What to do:
Pick out every line of the dataset rows below that contains the string "truck", and copy each one. Matching is case-sensitive.

[Dataset rows]
--- Begin ---
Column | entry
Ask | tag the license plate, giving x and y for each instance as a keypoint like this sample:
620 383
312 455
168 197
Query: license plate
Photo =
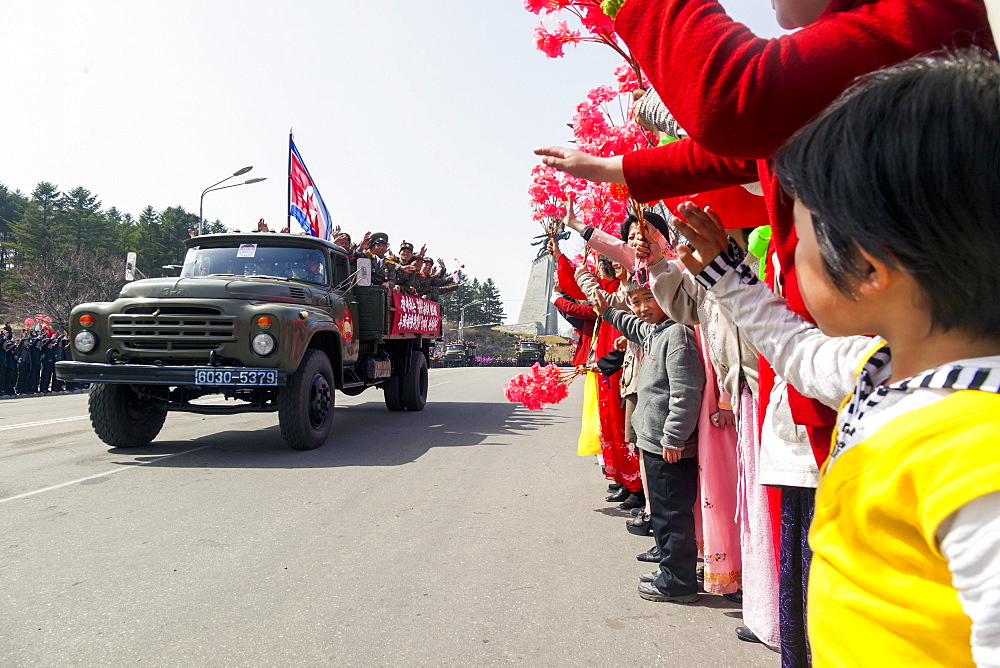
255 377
--- End ---
--- Begin ---
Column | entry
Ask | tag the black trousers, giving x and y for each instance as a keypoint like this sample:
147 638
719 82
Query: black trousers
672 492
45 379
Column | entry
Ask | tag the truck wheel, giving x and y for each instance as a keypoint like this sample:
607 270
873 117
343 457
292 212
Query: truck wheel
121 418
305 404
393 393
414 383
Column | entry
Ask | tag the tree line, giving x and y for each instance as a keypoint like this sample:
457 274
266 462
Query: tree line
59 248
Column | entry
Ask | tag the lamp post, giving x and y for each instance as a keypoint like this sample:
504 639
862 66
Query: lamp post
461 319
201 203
--- End ---
--- Begin ---
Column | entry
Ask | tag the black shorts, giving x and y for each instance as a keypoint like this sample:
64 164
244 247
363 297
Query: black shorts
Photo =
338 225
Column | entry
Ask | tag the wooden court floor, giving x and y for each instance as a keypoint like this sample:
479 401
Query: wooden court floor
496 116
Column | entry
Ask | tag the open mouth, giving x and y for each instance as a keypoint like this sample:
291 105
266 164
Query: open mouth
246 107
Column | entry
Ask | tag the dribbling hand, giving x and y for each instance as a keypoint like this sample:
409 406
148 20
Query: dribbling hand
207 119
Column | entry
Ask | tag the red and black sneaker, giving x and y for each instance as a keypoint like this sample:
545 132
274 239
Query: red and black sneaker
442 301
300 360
--- End ---
Answer to the problem:
Ask | tag the truck wheel, giving x and y for each instance as a keypoint like this sample:
Query: truck wheel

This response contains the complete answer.